_Goal of the exercise_
Reproduce, word for word, every line starting at the line that contains "(a) Find the crop" and ending with the final line of the entries.

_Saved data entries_

#####

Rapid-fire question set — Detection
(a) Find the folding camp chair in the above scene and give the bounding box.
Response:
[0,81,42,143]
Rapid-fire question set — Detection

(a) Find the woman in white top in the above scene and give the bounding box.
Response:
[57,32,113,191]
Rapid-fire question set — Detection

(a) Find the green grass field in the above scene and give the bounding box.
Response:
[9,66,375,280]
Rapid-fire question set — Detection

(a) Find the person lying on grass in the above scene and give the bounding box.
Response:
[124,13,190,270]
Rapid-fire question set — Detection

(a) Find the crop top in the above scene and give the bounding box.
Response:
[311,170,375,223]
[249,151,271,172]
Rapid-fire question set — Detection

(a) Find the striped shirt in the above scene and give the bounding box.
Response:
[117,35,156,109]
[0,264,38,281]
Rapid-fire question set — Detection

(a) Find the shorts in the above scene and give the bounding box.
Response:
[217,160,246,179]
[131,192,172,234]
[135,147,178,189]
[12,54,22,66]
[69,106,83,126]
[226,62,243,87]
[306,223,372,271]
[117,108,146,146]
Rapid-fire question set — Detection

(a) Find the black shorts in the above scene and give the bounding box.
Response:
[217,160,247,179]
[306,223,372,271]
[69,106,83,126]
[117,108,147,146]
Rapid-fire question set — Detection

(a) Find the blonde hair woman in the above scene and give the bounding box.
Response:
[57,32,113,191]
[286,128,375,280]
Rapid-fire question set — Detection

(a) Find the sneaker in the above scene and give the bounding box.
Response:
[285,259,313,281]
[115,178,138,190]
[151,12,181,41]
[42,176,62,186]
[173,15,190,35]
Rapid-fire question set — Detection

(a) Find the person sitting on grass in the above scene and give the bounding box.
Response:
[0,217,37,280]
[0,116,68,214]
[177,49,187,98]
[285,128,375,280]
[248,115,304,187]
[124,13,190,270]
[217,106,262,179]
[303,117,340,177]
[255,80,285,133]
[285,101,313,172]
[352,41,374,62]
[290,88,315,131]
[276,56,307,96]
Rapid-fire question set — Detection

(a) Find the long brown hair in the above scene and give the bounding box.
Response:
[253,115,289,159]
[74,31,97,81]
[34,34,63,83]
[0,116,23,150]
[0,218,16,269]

#####

_Response area_
(a) Find the crop top in the above scene and give the bounding box.
Response:
[311,170,375,223]
[249,151,271,172]
Rapid-fire question set — Detection

(a) Find the striped shirt in the above scene and give the bounding box.
Response:
[117,35,156,109]
[0,264,38,281]
Rapid-fire question set — Detection

(a) Find the shorts in the above scene and give the bounding box.
Response:
[217,160,246,179]
[131,192,172,234]
[135,147,178,189]
[12,54,22,66]
[69,106,83,126]
[226,62,243,87]
[306,223,372,271]
[117,108,146,146]
Rapid-fire question set — Detection

(a) Find the black shorts in the above scene and give the bounding box.
Response:
[217,160,247,179]
[306,223,372,271]
[69,106,83,126]
[117,108,147,146]
Rapid-fire question set — Detection

(a) Find the blonde hair woman in the above scene and give the bounding box.
Response:
[57,32,113,191]
[286,128,375,280]
Rapid-fire question set — Detection

(a) Find the sneaker in the above scene and give the bounding box.
Response:
[285,259,313,281]
[115,178,138,190]
[151,12,181,41]
[42,176,62,186]
[173,15,190,35]
Rapid-fire question set — Detection

(a) Find the person sitting on grass in the above scene and give the bounding box.
Response:
[0,217,37,280]
[0,116,68,214]
[177,49,187,98]
[285,128,375,280]
[248,115,304,187]
[124,13,190,270]
[217,106,262,179]
[303,117,340,177]
[255,80,285,133]
[285,101,313,172]
[352,41,374,62]
[290,88,315,131]
[276,56,307,96]
Rapid-fire question set — Detection

(a) Find the long brown hair in the above scene and give the bounding box.
Response:
[253,115,289,159]
[74,31,97,81]
[34,34,63,83]
[0,116,23,150]
[0,218,16,269]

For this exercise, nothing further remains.